-- Start Passage shown --
After spending a few weeks studying game tapes, I'm impressed by the diversity of two-tight end packages that appear in the NFL. Teams like the Chargers, Cowboys, Colts, and Patriots have devised countless formations based around a simple personnel grouping: two tight ends, two receivers, and a running back.
Graphing all of the variations would take hours and make this page scroll down forever: the two tight ends can line up on the same side or on opposite sides of the offensive line. Similarly, the receivers can be split or aligned to one side. Various types of "trips" formations can be designed using two tight ends and a receiver or two receivers and a tight end. Of course, receivers like Antonio Gates often line up in the slot, while the Cowboys sometimes use their tight ends as fullbacks. The formations sometimes seem as unique as snowflakes.
|Figure 1: Split Tight End Formation|
Let's take a closer look at two alignments that have cropped up frequently during tape study. Figure 1 shows a formation that the Chargers and Cowboys frequently use. The initial alignment floods the left side of the formation with three eligible receivers, and no one split wide at the far side of the field. But pre-snap, the right tight end splits wide. Suddenly, what looked like a balanced run-pass formation looks much more like a passing formation. Defenses that place a safety over the right tight end as a force defender can be set up for a mismatch using this shift; most safeties cannot cover Gates or Jason Witten in space.
|Figure 2: Ace Tight Formation|
Figure 2 shows another formation that several teams are using. This one has also worked its way into video games in recent years, where it is called "Ace Tight." It looks like a vanilla formation, with the tight ends and receivers split, but notice how close the receivers are to the offensive line. They are practically wingbacks, just a few yards to the left and right of the box. The receivers in this formation are in great position to block for counters and off-tackle runs, but that's not why Ace Tight is gaining popularity. These "tight" receivers are in great position to attack the weaknesses in two-deep coverage schemes. One receiver's route options are shown in the diagram. A cornerback aligned head-up on the receiver is vulnerable to a corner route, while a cornerback with a wider split (one who may have zone responsibilities) is vulnerable to a hitch. The tight formation gives the receiver extra room to run after he makes his break on the corner route or other sideline routes. In a few paragraphs, we'll see how the Patriots use this principle to isolate tight end Ben Watson against a safety.
One common theme you will see in the figures that follow is that defenses frequently use two-deep coverage schemes to combat two-tight end formations. The threat of a deep seam route forces defensive coordinators to play it safe against players like Gates and Watson. In fact, while we won't see any completed seam passes in this week's diagrams, we'll see how the threat of the seamer opens up other options for the multi-tight end offense.
Let's start reviewing game footage by analyzing a fairly standard play: a double-cross route combination designed to match up a great wide receiver (Terrell Owens) against a linebacker in zone coverage.
|Figure 3: Cowboys T.O. Drag|
The Cowboys face third-and-5 inside the red zone in the first quarter against the Titans. They break the huddle and align in an unbalanced formation with three of their best receivers flooding the right side (Figure 3). Terry Glenn is closest to the sideline, with Owens in the slot. Both receivers are one yard off the line of scrimmage, allowing Jason Witten (right side) and Anthony Fasano (left) to line up as true tight ends. Marion Barber is the Cowboys running back; Drew Bledsoe is the quarterback. The Titans respond with their nickel personnel package and a two-deep zone look.
-- End Passage shown --
-- Start Data excerpts --
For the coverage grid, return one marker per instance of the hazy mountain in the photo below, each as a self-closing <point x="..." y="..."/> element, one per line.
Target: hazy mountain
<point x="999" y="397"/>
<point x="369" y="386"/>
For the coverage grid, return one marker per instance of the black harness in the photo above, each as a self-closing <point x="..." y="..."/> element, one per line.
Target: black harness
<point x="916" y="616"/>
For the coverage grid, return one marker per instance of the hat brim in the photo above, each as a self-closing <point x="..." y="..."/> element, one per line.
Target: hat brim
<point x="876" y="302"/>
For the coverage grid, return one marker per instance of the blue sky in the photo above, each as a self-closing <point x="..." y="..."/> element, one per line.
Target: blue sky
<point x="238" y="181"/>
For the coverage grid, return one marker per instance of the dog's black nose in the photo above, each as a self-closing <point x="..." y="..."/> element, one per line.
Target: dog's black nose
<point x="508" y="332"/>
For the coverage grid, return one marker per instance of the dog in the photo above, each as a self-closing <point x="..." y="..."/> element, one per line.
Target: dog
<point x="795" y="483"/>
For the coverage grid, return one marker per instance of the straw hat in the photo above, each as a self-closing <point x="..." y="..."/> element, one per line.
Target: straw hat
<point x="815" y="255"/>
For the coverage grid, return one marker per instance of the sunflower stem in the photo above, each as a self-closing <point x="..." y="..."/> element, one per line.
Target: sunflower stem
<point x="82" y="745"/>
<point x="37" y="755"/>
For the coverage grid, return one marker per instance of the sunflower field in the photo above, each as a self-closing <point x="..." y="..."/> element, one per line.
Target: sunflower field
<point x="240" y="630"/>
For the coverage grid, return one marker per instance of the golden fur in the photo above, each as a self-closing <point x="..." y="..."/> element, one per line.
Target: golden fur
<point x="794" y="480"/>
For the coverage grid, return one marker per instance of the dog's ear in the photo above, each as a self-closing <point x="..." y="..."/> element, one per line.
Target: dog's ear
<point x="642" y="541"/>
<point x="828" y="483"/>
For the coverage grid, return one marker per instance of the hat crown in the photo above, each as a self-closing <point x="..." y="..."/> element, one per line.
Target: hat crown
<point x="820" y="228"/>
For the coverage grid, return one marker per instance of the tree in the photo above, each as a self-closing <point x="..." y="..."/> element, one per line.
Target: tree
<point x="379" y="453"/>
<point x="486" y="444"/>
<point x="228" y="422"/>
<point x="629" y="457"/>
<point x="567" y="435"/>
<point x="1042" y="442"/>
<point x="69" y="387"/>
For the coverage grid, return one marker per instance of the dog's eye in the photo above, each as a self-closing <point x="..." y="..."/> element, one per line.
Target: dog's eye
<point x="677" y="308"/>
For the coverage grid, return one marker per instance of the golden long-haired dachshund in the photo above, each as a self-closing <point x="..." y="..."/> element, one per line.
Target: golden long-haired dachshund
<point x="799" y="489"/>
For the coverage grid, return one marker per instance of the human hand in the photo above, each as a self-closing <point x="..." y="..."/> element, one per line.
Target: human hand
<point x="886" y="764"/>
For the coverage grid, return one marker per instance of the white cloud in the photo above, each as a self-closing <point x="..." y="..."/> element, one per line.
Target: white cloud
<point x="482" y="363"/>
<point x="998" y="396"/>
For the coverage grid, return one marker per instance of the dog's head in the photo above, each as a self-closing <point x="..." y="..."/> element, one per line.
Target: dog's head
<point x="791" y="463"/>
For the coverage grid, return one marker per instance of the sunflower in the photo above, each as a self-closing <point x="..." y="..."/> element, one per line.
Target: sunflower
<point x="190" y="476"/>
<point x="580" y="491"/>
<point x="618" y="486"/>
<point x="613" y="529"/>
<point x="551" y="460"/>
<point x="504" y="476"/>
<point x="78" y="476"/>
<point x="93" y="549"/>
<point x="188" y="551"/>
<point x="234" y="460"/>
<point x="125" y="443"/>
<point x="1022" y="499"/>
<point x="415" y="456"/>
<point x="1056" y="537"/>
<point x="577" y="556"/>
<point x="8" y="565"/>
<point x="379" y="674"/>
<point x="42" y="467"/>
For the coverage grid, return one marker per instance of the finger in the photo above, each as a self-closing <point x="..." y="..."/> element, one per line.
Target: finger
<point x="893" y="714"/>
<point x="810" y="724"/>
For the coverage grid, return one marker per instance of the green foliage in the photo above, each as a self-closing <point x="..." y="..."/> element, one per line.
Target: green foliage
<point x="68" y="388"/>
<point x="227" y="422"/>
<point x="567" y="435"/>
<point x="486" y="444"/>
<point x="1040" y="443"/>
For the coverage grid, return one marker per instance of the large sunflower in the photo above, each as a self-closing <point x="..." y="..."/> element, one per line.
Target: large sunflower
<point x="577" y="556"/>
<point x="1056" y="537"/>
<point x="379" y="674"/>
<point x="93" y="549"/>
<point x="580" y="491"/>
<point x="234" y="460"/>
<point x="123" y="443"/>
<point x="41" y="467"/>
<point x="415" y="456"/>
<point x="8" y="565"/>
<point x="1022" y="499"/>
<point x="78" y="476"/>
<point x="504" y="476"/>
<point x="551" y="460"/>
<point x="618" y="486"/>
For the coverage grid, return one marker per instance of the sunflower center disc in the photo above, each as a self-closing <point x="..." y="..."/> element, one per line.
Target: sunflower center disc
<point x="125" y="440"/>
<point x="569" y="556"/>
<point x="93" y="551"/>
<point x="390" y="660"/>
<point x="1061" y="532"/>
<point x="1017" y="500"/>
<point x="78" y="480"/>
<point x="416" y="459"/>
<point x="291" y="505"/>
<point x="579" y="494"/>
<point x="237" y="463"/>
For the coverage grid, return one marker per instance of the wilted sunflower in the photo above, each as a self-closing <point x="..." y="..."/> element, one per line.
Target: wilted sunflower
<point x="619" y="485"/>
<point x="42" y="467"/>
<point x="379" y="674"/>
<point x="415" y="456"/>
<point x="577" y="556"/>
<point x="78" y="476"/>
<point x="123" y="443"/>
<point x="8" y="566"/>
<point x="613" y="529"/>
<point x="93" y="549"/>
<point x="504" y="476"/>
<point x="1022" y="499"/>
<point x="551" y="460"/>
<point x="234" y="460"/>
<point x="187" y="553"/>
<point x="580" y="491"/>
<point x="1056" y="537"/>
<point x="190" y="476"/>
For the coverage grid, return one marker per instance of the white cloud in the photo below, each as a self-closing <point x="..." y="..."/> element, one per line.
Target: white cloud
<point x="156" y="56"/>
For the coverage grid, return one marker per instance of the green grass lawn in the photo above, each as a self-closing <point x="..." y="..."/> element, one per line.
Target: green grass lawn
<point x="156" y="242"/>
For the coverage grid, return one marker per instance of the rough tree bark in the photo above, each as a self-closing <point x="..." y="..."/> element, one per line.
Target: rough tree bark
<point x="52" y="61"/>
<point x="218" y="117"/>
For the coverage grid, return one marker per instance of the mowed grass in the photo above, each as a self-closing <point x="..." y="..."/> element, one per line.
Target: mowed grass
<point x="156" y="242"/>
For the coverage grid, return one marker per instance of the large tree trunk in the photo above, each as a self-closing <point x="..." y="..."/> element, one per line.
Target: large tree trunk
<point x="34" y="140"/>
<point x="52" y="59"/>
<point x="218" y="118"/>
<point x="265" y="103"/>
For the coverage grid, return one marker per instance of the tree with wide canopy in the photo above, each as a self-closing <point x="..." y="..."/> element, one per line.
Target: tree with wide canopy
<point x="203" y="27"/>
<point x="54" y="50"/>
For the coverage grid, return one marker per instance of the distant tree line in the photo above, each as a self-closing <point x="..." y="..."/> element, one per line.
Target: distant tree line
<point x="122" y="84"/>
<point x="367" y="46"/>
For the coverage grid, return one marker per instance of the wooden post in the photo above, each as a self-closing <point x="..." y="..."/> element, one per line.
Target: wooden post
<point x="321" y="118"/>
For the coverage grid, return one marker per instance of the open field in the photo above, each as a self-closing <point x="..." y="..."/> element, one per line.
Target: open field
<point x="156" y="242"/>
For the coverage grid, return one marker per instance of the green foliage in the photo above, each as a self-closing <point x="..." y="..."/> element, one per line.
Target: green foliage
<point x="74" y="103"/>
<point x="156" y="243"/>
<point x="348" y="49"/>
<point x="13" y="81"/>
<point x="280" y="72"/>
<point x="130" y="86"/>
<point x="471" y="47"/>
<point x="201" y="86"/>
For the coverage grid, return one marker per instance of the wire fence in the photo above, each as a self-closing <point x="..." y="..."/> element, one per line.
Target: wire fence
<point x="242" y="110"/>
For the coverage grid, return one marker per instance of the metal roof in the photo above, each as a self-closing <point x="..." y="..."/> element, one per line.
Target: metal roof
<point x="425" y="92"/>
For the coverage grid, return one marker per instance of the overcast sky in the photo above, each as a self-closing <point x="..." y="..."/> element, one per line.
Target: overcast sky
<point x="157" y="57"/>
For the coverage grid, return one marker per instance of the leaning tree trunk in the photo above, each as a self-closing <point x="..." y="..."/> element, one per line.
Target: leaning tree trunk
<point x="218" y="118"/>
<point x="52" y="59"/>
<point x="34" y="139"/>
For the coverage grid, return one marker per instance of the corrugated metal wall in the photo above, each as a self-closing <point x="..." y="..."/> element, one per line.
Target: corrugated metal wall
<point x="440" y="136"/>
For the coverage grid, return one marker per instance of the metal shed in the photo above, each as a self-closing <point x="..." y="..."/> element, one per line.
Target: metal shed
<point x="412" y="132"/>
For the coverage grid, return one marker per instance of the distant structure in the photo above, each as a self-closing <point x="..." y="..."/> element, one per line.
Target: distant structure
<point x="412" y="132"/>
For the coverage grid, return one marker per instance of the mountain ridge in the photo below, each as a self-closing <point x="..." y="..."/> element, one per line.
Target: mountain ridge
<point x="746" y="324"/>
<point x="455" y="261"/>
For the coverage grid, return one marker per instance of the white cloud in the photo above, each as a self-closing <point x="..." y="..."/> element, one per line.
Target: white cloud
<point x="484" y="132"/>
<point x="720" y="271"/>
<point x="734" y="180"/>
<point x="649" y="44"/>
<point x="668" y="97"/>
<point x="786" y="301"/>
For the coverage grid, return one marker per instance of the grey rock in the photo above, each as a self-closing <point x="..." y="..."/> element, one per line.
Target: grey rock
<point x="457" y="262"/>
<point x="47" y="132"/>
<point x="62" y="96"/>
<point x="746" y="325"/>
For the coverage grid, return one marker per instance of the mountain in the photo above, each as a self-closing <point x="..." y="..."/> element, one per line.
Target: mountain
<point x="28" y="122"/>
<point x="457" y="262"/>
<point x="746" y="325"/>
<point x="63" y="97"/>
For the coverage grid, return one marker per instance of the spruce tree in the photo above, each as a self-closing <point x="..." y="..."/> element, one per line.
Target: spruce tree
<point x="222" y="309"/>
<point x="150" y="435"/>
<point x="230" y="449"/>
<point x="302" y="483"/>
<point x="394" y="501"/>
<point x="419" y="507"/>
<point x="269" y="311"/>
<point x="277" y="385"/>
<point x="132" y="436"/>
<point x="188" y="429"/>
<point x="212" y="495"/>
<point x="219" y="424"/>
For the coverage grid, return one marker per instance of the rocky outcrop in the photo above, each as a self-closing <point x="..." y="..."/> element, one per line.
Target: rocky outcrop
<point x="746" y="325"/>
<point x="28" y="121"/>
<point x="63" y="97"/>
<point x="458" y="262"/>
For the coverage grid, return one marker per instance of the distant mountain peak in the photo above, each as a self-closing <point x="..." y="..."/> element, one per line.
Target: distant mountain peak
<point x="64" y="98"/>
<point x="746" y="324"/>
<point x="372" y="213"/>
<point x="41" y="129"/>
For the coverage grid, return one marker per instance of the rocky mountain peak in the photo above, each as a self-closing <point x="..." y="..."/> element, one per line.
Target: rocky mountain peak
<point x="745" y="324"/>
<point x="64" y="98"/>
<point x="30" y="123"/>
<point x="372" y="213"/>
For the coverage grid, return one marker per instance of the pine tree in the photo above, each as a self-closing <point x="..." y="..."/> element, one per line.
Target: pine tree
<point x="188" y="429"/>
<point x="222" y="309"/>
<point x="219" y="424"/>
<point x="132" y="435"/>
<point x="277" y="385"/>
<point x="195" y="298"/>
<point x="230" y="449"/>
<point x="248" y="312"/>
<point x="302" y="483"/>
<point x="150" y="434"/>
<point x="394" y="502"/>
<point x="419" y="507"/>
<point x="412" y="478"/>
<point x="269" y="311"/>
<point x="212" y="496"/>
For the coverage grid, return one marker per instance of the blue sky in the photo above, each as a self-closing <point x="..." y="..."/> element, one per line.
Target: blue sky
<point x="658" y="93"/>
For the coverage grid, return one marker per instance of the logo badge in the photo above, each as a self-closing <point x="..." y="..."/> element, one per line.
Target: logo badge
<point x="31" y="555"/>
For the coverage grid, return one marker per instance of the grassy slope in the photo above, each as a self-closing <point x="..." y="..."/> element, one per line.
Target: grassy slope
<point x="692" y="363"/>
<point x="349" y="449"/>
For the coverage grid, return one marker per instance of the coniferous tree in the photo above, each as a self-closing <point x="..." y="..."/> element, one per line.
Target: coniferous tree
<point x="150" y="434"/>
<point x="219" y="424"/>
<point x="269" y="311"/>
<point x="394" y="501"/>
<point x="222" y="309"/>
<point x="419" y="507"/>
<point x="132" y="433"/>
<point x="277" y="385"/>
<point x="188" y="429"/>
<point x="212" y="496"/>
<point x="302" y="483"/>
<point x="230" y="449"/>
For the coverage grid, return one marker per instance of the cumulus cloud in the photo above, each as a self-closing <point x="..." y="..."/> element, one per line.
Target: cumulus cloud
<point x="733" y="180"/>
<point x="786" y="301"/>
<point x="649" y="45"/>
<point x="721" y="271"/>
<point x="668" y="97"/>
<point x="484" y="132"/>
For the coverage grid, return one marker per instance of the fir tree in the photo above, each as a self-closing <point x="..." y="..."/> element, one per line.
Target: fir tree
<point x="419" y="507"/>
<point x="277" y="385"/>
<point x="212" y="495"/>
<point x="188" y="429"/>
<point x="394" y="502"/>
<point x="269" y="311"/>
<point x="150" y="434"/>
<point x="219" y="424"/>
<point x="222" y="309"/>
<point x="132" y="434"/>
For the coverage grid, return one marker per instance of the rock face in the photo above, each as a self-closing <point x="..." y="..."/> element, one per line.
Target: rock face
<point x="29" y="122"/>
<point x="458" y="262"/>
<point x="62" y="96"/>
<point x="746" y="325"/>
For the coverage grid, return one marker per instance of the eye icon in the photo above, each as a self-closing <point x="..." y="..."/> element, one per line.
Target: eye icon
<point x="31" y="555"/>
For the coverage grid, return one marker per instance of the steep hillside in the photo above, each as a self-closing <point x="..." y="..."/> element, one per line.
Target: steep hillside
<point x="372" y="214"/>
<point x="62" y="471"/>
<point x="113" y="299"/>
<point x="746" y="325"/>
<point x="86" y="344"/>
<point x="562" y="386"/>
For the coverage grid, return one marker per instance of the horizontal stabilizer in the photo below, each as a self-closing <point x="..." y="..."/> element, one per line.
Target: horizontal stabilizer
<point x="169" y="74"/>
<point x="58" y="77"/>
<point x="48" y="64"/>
-- End Data excerpts --
- _Exercise instructions_:
1. Copy from the passage on two-tight end formations the portion starting with "Graphing all of" and going on through "unique as snowflakes.".
2. In the passage on two-tight end formations, what name does the formation shown in Figure 2 go by in video games?
3. Continue the passage on two-tight end formations from where it stops.

- _Written answers_:
1.
Graphing all of the variations would take hours and make this page scroll down forever: the two tight ends can line up on the same side or on opposite sides of the offensive line. Similarly, the receivers can be split or aligned to one side. Various types of "trips" formations can be designed using two tight ends and a receiver or two receivers and a tight end. Of course, receivers like Antonio Gates often line up in the slot, while the Cowboys sometimes use their tight ends as fullbacks. The formations sometimes seem as unique as snowflakes.

2. Ace Tight

3.
Pre-snap, Glenn goes in motion across the formation. The Titans shift accordingly. Their right cornerback (remember, he's on the offensive left side) moves from a force position outside Fasano's shoulder to a split position over Glenn. The two defensive backs on the offensive right side shuffle until one is outside Owens' shoulder and the other occupies the space between Owens and Witten. The defensive adjustment confirms a Cover-2 pre-snap read. Glenn's motion was also designed to disrupt any likely Titans blitz packages. The force cornerback was a likely blitzer in the original formation, but by changing the number of eligible receivers on each side of the ball, the Cowboys forced the Titans to wave off any possible blitzes (though judging from the tape, the undermanned Titans weren't planning anything fancy on this play).
Figure 3 shows the route combination. Let's examine each player's role. Glenn and Witten run the deep routes: Glenn a post into the end zone and Witten a seamer. Both routes are crucial. Glenn not only commands the attention of the safety to his side, but he also influences his cornerback to run with him up the stem of his route. His route essentially clears two defenders. Witten gets a fast, clean release to the outside. The nickel defender to his side takes a deep set before trading Witten off to the safety. The combination of deep routes creates a great deal of space underneath.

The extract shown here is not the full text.